連載の前回では、自治体などの公共組織であれ、企業組織であれ、そして個人であれ意地悪な姿勢や行動はそれらの評価を下げるだけでなく、良いことはひとつも無いことを述べました。筆者の出身地では過去には、上下関係のある場で例えば先輩の発言に対して、反論などはすべて「ギを言うな」ということで許されない悪習があったことを紹介しました。さすがに今ではもう存在しないのですが、反論を許さない悪習はかたちを変えて現在でも存在していることも紹介しました。とくに、組織やチームのトップがこのような悪習の雰囲気を持つ人物でしかも意地悪な場合だと組織の雰囲気は最悪になりパフォーマンスにも大きな影響があります。今回はこの続きです。そういう人物たちの悪影響をどうやって解消するための一例となります。その前にまずは部下にとって元気の出る上司のことを述べることにします。

------------------------------

指示 1:
レコードを絞り込み、文字列"Could"を含む行だけを残してください。大文字と小文字は区別します。
これらのレコードは本文の内容とは関係ありません。

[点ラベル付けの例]
------------------------------

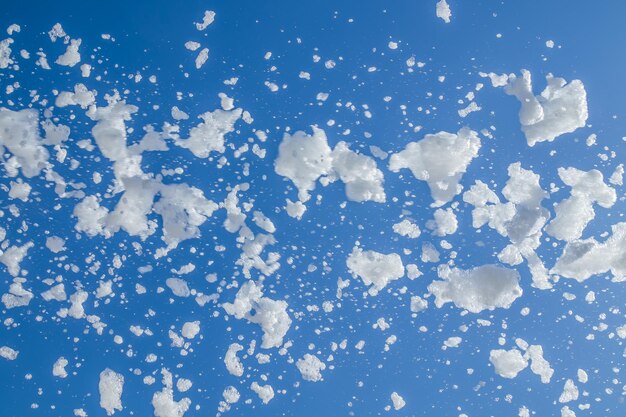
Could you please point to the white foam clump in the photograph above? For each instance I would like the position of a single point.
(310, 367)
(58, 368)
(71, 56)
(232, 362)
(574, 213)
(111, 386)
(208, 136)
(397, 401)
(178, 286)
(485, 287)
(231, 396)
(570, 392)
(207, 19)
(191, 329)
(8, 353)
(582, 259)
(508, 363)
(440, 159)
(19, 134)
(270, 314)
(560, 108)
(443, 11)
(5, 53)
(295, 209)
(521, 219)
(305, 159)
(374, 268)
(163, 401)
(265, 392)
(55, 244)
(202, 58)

------------------------------

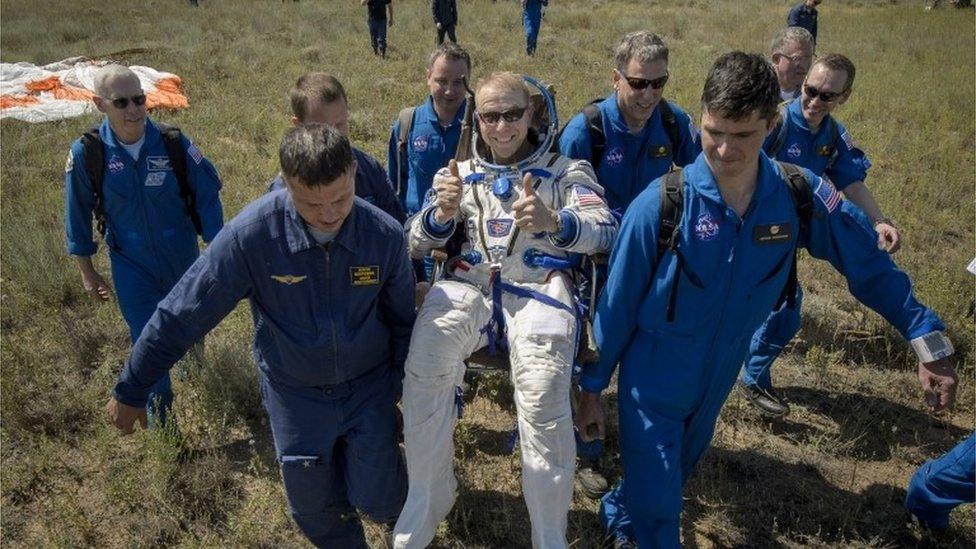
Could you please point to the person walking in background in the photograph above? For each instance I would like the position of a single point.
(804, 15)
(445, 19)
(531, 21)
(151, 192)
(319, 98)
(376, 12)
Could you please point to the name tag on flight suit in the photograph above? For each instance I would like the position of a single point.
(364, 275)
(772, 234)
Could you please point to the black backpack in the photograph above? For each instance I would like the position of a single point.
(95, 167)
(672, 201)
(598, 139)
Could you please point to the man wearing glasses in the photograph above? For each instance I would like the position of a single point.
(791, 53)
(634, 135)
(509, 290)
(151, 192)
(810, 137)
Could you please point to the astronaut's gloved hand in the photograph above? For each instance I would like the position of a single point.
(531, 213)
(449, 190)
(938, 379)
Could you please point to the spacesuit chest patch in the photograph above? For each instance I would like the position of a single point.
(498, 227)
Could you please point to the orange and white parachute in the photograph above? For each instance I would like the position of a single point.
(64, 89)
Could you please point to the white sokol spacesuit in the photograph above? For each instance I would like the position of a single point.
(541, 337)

------------------------------

指示 2:
本文について、次の(a)～(c)がそれぞれ本文と合っているかを「はい」か「いいえ」で答えてください。各答えには判断の決め手となる本文の語句をそのまま引用して添えてください。
(a) 筆者の出身地では、かつて先輩の発言への反論が許されない悪習があった。
(b) 反論を許さない悪習は、以前と同じかたちで今も残っている。
(c) 今回はまず、部下にとって元気の出る上司について述べる。

回答 1:
Could you please point to the white foam clump in the photograph above? For each instance I would like the position of a single point.
Could you please point to the person walking in background in the photograph above? For each instance I would like the position of a single point.
Could you please point to the name tag on flight suit in the photograph above? For each instance I would like the position of a single point.
Could you please point to the black backpack in the photograph above? For each instance I would like the position of a single point.
Could you please point to the man wearing glasses in the photograph above? For each instance I would like the position of a single point.
Could you please point to the astronaut's gloved hand in the photograph above? For each instance I would like the position of a single point.
Could you please point to the spacesuit chest patch in the photograph above? For each instance I would like the position of a single point.
Could you please point to the orange and white parachute in the photograph above? For each instance I would like the position of a single point.
Could you please point to the white sokol spacesuit in the photograph above? For each instance I would like the position of a single point.

回答 2:
(a) はい。『反論などはすべて「ギを言うな」ということで許されない悪習があった』
(b) いいえ。『さすがに今ではもう存在しないのですが、反論を許さない悪習はかたちを変えて現在でも存在している』
(c) はい。『その前にまずは部下にとって元気の出る上司のことを述べることにします。』